● TASK TO CARRY OUT
Copy the material below word for word, leaving out the pictures.

Excerpts from a point labeling dataset
-- start --

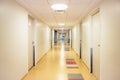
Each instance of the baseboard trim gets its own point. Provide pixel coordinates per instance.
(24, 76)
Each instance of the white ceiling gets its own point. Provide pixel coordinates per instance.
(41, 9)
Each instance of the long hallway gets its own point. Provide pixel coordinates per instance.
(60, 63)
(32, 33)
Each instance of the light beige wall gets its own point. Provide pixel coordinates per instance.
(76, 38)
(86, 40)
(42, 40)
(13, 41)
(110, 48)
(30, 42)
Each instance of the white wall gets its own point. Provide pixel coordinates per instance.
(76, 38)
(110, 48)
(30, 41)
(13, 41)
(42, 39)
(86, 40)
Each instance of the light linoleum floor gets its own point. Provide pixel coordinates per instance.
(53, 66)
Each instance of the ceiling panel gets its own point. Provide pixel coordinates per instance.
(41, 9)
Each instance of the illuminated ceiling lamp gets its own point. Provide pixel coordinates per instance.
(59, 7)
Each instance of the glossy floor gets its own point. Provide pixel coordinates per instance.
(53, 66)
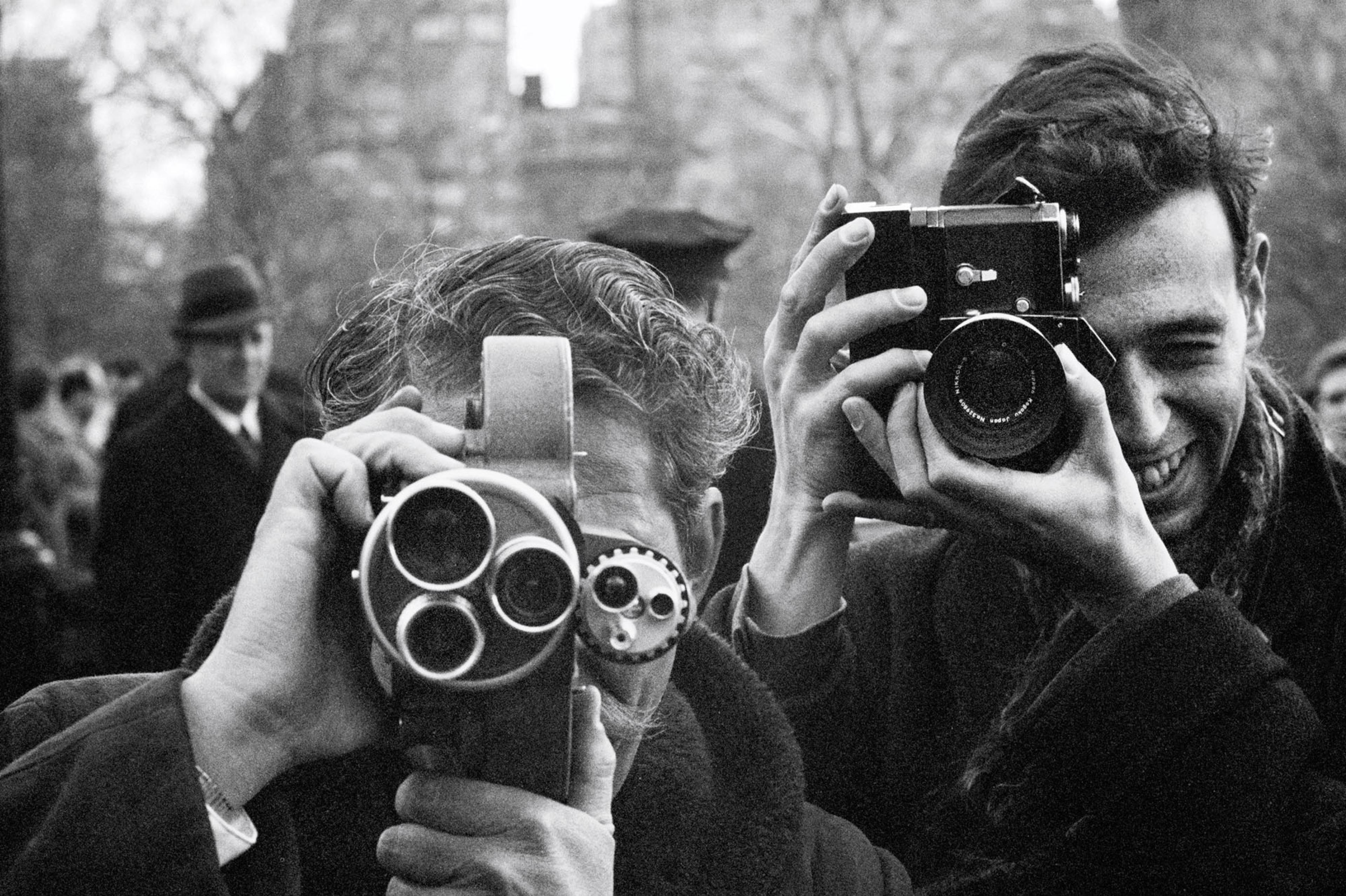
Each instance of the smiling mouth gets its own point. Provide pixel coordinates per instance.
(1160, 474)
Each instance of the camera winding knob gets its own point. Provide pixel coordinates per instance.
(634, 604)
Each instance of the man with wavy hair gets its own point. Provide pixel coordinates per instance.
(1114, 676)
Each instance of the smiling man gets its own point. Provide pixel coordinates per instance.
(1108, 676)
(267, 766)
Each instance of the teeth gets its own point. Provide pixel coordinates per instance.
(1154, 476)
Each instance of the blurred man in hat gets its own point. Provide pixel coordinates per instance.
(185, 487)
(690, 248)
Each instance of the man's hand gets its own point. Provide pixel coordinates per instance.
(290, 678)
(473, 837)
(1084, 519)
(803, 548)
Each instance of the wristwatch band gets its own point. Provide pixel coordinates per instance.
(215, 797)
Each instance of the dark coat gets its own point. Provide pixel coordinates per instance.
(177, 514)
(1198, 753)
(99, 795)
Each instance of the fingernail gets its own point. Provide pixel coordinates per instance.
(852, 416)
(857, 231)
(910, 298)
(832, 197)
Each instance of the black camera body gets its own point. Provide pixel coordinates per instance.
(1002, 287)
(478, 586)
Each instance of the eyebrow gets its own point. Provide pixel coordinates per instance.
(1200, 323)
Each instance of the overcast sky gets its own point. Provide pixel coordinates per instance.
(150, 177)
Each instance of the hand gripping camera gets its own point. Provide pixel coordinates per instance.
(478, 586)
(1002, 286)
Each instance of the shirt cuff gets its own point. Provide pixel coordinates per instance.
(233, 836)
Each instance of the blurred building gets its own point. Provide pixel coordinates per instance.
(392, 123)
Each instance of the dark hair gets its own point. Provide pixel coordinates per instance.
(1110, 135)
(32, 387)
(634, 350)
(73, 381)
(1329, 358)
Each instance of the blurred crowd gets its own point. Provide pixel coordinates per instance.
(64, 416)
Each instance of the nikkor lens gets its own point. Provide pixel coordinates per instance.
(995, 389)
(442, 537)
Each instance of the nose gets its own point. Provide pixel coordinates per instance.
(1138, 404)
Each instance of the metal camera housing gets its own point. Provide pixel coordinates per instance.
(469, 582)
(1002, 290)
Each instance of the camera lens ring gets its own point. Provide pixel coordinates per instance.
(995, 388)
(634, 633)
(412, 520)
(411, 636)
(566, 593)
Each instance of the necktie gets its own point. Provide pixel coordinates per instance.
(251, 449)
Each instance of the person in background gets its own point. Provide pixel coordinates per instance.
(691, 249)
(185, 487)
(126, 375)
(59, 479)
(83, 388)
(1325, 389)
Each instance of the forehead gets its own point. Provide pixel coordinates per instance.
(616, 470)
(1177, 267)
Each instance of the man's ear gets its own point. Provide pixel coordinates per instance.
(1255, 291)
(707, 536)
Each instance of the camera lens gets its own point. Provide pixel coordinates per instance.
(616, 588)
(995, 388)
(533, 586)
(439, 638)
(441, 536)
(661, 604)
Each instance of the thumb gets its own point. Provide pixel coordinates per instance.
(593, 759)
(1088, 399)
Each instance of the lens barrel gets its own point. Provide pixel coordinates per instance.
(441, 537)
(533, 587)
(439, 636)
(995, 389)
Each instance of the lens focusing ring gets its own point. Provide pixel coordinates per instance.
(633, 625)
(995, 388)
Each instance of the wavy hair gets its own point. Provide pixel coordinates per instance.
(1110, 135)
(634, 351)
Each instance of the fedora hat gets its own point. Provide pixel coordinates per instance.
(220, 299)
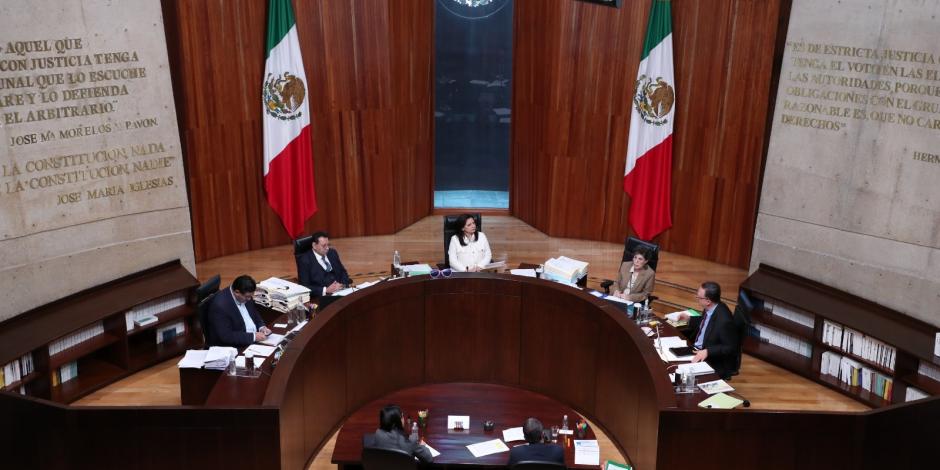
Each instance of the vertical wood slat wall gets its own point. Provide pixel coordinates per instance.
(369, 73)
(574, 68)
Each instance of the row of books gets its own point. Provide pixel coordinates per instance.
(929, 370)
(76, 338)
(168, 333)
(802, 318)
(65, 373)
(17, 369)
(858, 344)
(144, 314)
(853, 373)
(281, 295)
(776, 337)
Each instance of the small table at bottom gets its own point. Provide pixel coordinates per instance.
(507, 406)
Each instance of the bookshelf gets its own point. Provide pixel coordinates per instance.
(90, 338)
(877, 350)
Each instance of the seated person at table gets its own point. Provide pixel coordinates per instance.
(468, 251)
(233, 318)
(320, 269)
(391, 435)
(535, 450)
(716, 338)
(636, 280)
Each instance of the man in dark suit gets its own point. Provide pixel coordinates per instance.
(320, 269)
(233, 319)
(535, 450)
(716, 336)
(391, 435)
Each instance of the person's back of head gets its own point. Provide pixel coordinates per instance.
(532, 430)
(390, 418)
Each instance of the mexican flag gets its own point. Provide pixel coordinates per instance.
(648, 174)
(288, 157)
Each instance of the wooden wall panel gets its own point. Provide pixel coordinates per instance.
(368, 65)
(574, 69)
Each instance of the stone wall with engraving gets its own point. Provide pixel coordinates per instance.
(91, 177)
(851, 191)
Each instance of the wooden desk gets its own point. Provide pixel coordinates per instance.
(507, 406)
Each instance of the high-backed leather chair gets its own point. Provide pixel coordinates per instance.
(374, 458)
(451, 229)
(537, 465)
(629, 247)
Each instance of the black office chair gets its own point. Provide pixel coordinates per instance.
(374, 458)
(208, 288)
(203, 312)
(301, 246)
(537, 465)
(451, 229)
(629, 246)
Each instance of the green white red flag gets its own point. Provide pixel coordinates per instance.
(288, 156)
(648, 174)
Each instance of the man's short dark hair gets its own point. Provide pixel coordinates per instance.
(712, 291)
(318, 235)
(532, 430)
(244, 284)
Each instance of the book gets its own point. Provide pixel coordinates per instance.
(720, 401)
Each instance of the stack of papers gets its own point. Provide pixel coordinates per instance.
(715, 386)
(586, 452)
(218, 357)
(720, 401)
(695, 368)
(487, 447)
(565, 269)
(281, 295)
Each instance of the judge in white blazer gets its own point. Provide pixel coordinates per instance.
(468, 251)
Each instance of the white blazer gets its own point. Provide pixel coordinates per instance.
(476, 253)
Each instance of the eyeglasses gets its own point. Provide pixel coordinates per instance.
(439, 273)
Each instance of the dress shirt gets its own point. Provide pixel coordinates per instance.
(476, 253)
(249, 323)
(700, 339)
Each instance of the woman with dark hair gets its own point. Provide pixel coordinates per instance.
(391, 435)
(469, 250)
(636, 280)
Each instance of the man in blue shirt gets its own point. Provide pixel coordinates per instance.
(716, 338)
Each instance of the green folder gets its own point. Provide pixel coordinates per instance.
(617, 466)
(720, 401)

-- end --

● FINISHED EXERCISE
Each instance of the baseboard trim gets its own point. Provide pixel coordinates per instance.
(24, 76)
Each instance of the white ceiling gets its own point. Provide pixel coordinates per instance.
(41, 9)
Each instance of the long hallway gets its own point. Provide pixel coordinates per instance.
(60, 63)
(32, 33)
Each instance of the light beige wall gets its own point. Provide pixel coordinates per instance.
(76, 38)
(86, 40)
(42, 40)
(13, 41)
(110, 48)
(30, 42)
Each instance of the white wall gets its own point. Provide pixel coordinates per instance.
(76, 38)
(110, 48)
(30, 41)
(13, 41)
(42, 39)
(86, 40)
Each instance of the light linoleum floor gets its own point. Provide pixel coordinates per instance.
(53, 66)
Each instance of the ceiling panel gets its own point. Provide pixel coordinates per instance.
(41, 9)
Each instance of the illuminated ceiling lamp gets its own point. Provide pixel coordinates per instance.
(59, 7)
Each instance of the glossy floor gets its own point. Provide pixel coordinates per instance.
(53, 66)
Each instance of the smiling mouth gets its own point. Provide pixel coordinates per instance.
(1160, 474)
Each instance of the camera winding knob gets its own point. Provide pixel coordinates per instance.
(634, 604)
Each instance of the man with wavy hair gets its own point. Provide pixel coordinates per instance.
(1114, 676)
Each instance of the smiling man gets its own point. Provide pixel coordinates per instance.
(1108, 676)
(267, 766)
Each instance of the teeth gets its own point. Provide pixel coordinates per instance.
(1154, 476)
Each instance of the blurred man in hat gets its own point. Provide pixel coordinates per instance.
(185, 487)
(690, 248)
Each instance of the man's hand gets its own point. Provide pixel coordinates per instance.
(290, 678)
(473, 837)
(1084, 519)
(803, 548)
Each instance of the wristwatch band gets its own point. Provide pixel coordinates per instance.
(215, 797)
Each instance of the dark coat gets its own point. Provide pixel coordinates per instance.
(177, 514)
(1198, 753)
(99, 795)
Each instance of the fingernail gets its own point. Provide pixel coordinates per instance.
(852, 416)
(857, 231)
(910, 298)
(832, 197)
Each instance of the black camera body gets its own point. Provide pixel coordinates per instance.
(1002, 287)
(478, 586)
Each instance of the eyebrow gets its own point. Provide pixel coordinates per instance.
(1200, 323)
Each instance of the overcast sky gets its own point. Provide pixel coordinates per instance.
(150, 177)
Each instance of the hand gripping camera gets its own point. Provide pixel coordinates per instance.
(478, 586)
(1002, 286)
Each instance of the shirt cuff gets its own point. Provide pixel coordinates per instance.
(233, 836)
Each instance of the blurred building gets its own point. Provide pixel coordinates per instance.
(392, 123)
Each instance of the dark hair gets its own point. Provide pixel coordinates per instance.
(1110, 135)
(32, 387)
(634, 350)
(73, 381)
(1329, 358)
Each instance of the blurred crowd gets its own point. Provide pixel coordinates per instance.
(64, 416)
Each instance of the nikkor lens gets its own point. Provide pixel coordinates per instance.
(995, 389)
(442, 537)
Each instance of the nose gets its own point. Provide pixel coordinates per instance.
(1138, 404)
Each instance of the metal camera housing gets its own point. Provide pixel coordinates per instance.
(469, 582)
(1002, 290)
Each instance of the camera lens ring gets its own point. Provide pixel coordinates per instance.
(995, 388)
(634, 633)
(412, 520)
(411, 636)
(566, 593)
Each instance of the necktie gets its own point. Provide pixel coordinates per instance.
(251, 449)
Each instance of the person in background gets its own point. Provide pixel coordinates per instance.
(691, 249)
(185, 487)
(126, 375)
(59, 479)
(83, 388)
(1325, 389)
Each instance of the forehead gets its own point. Provide pixel coordinates per instance.
(616, 470)
(1177, 267)
Each instance of the man's ear gets its own point. Provide pixel coordinates per instance.
(1255, 291)
(707, 536)
Each instance of the camera lens gets its own point. Provide pixel coordinates per instance.
(616, 588)
(995, 388)
(533, 586)
(439, 638)
(441, 536)
(661, 604)
Each instance of the thumb gets its own point. Provide pixel coordinates per instance.
(593, 759)
(1088, 399)
Each instance of the lens barrel gets its own point. Provide pixel coordinates per instance.
(441, 537)
(533, 587)
(439, 636)
(995, 389)
Each instance of the lens focusing ring gets its own point. Provide pixel coordinates per instance.
(633, 625)
(995, 388)
Each instance of the wavy hair gets its own point. Provide pixel coordinates per instance.
(1110, 135)
(634, 351)
Each instance of the fedora hat gets its own point. Provide pixel coordinates per instance.
(220, 299)
Each instance of the vertical wood slat wall gets its own point. Provide pixel coordinates per instance.
(369, 73)
(574, 68)
Each instance of the row of books gets its own point. Provide pixel coordinates per instance.
(929, 370)
(76, 338)
(168, 333)
(802, 318)
(65, 373)
(17, 369)
(858, 344)
(144, 314)
(853, 373)
(281, 295)
(776, 337)
Each instance of the small table at bottom gets its own point. Provide pixel coordinates per instance.
(507, 406)
Each instance of the bookshelf gets its own point. Provide pixel coordinates per instance.
(90, 338)
(877, 350)
Each instance of the seated person at table gets its own point. Provide pixel coordinates per instance.
(468, 251)
(233, 318)
(320, 269)
(391, 435)
(535, 450)
(716, 338)
(636, 280)
Each instance of the man in dark suit gets its own point. Provide pixel coordinates per instance.
(320, 269)
(233, 319)
(535, 450)
(716, 336)
(391, 435)
Each instance of the person's back of head gets its own point. Provide pixel coordinates per instance.
(532, 430)
(390, 418)
Each instance of the mexican flag gets its own point. Provide pixel coordinates per instance.
(648, 174)
(288, 157)
Each instance of the wooden wall panel gets its own point. Provide pixel coordinates per instance.
(368, 65)
(574, 69)
Each instance of the stone wall with engraving gets its own point. Provide pixel coordinates per instance.
(91, 177)
(851, 191)
Each instance of the wooden desk gets its own point. Provide pixel coordinates per instance.
(507, 406)
Each instance of the high-backed leather chair gets its own point. Provide pixel coordinates per instance.
(374, 458)
(451, 229)
(537, 465)
(629, 247)
Each instance of the black office chair gets its own point. Provide pixel coordinates per instance.
(374, 458)
(208, 288)
(203, 312)
(301, 246)
(537, 465)
(451, 229)
(629, 246)
Each instance of the green white red flag gets its own point. Provide pixel coordinates per instance.
(288, 156)
(648, 174)
Each instance of the man's short dark hair gets its own point. Provide pixel coordinates per instance.
(712, 291)
(318, 235)
(532, 430)
(244, 284)
Each instance of the book gets its own point. Provide pixel coordinates per instance.
(720, 401)
Each instance of the stack of papers gets its own point. Provide pixel coordinates per instance.
(715, 386)
(586, 452)
(218, 357)
(720, 401)
(695, 368)
(487, 447)
(565, 269)
(281, 295)
Each instance of the judge in white blazer gets its own point. Provide pixel coordinates per instance.
(468, 251)
Each instance of the white blazer gets its own point. Provide pixel coordinates per instance.
(476, 253)
Each instance of the eyeglasses gets its own point. Provide pixel coordinates per instance.
(439, 273)
Each instance of the dress shirt gets its own point. Provide pixel coordinates per instance.
(476, 253)
(249, 323)
(700, 339)
Each instance of the woman with dark hair gets its own point. Provide pixel coordinates per instance.
(391, 435)
(469, 250)
(636, 280)
Each instance of the man in blue shirt gets its own point. Provide pixel coordinates per instance.
(716, 338)
Each instance of the green folder gets its own point. Provide pixel coordinates per instance.
(617, 466)
(720, 401)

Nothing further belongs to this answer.